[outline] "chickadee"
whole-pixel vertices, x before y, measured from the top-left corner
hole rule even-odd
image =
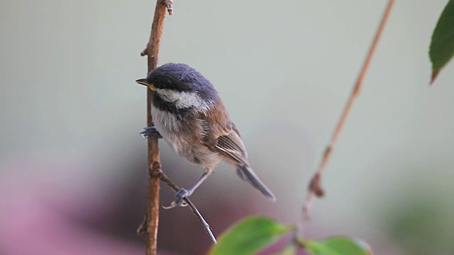
[[[240,133],[206,78],[186,64],[170,63],[135,81],[153,91],[155,126],[140,134],[164,138],[175,153],[205,170],[192,188],[179,190],[173,206],[182,205],[183,198],[191,196],[222,160],[235,167],[243,181],[276,200],[250,168]]]

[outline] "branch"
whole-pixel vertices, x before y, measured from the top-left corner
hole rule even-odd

● ● ● ●

◆ Set problem
Copy out the listing above, switching every "top-left corner" to "upper-left corner", keeping everything else the same and leaving out the pictures.

◆ Written reply
[outline] "chickadee"
whole-pixel vertices, x before y, measured from the upper-left corner
hole rule even-odd
image =
[[[240,133],[206,78],[186,64],[170,63],[135,81],[153,91],[155,126],[140,134],[164,138],[175,153],[205,170],[192,188],[179,190],[173,206],[182,205],[183,198],[191,196],[222,160],[235,167],[243,181],[276,200],[250,168]]]

[outline] "branch"
whole-pixel vertices, x before y, measured from the upper-left corner
hole rule even-odd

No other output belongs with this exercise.